Aim: Print all of the data exactly.

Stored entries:
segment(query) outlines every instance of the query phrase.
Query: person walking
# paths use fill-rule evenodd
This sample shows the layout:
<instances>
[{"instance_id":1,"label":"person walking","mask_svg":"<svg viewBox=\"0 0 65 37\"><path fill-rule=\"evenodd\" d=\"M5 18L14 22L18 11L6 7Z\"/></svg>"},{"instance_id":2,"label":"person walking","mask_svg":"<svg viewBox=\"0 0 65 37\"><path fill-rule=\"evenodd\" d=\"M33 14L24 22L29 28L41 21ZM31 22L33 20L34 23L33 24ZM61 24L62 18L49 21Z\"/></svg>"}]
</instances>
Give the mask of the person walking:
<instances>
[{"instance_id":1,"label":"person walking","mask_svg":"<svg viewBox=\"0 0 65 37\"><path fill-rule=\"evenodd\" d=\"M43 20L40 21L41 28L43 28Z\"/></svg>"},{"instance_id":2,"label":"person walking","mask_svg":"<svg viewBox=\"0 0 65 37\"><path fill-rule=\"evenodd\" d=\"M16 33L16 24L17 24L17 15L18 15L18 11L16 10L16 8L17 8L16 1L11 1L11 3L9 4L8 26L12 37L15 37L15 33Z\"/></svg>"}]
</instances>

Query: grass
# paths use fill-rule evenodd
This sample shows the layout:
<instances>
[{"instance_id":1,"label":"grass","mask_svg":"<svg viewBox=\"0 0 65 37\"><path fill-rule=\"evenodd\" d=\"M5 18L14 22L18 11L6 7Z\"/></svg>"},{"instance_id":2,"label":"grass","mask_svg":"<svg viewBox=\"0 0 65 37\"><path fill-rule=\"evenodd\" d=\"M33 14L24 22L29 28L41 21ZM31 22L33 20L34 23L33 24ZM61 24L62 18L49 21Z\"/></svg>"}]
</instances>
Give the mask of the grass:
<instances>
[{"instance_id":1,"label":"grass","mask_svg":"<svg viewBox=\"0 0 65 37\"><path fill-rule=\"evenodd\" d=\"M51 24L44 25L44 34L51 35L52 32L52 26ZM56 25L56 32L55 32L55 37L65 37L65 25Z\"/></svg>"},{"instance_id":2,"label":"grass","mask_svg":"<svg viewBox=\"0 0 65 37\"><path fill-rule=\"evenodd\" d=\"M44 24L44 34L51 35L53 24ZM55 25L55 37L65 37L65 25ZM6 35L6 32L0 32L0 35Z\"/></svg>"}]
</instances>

Answer to the exercise:
segment(query) outlines every instance of the query phrase.
Query: person walking
# paths use fill-rule evenodd
This sample shows the layout:
<instances>
[{"instance_id":1,"label":"person walking","mask_svg":"<svg viewBox=\"0 0 65 37\"><path fill-rule=\"evenodd\" d=\"M5 18L14 22L18 11L6 7Z\"/></svg>"},{"instance_id":2,"label":"person walking","mask_svg":"<svg viewBox=\"0 0 65 37\"><path fill-rule=\"evenodd\" d=\"M33 14L24 22L29 28L41 21ZM31 22L33 20L34 23L33 24ZM61 24L62 18L49 21Z\"/></svg>"}]
</instances>
Give the mask of the person walking:
<instances>
[{"instance_id":1,"label":"person walking","mask_svg":"<svg viewBox=\"0 0 65 37\"><path fill-rule=\"evenodd\" d=\"M43 20L40 21L41 28L43 28Z\"/></svg>"},{"instance_id":2,"label":"person walking","mask_svg":"<svg viewBox=\"0 0 65 37\"><path fill-rule=\"evenodd\" d=\"M16 33L16 24L17 24L17 15L18 15L18 11L16 10L16 8L17 8L16 1L11 1L11 3L9 4L8 26L12 37L15 37L15 33Z\"/></svg>"}]
</instances>

Query: grass
# paths use fill-rule evenodd
This sample shows the layout:
<instances>
[{"instance_id":1,"label":"grass","mask_svg":"<svg viewBox=\"0 0 65 37\"><path fill-rule=\"evenodd\" d=\"M5 18L14 22L18 11L6 7Z\"/></svg>"},{"instance_id":2,"label":"grass","mask_svg":"<svg viewBox=\"0 0 65 37\"><path fill-rule=\"evenodd\" d=\"M33 14L24 22L29 28L41 21ZM31 22L33 20L34 23L33 24ZM61 24L62 18L49 21Z\"/></svg>"}]
</instances>
Give the mask of the grass:
<instances>
[{"instance_id":1,"label":"grass","mask_svg":"<svg viewBox=\"0 0 65 37\"><path fill-rule=\"evenodd\" d=\"M51 24L44 25L44 34L51 35L52 32L52 26ZM56 25L56 32L55 32L55 37L65 37L65 25Z\"/></svg>"},{"instance_id":2,"label":"grass","mask_svg":"<svg viewBox=\"0 0 65 37\"><path fill-rule=\"evenodd\" d=\"M44 24L44 34L51 35L53 24ZM55 25L55 37L65 37L65 25ZM6 35L6 32L0 32L0 35Z\"/></svg>"}]
</instances>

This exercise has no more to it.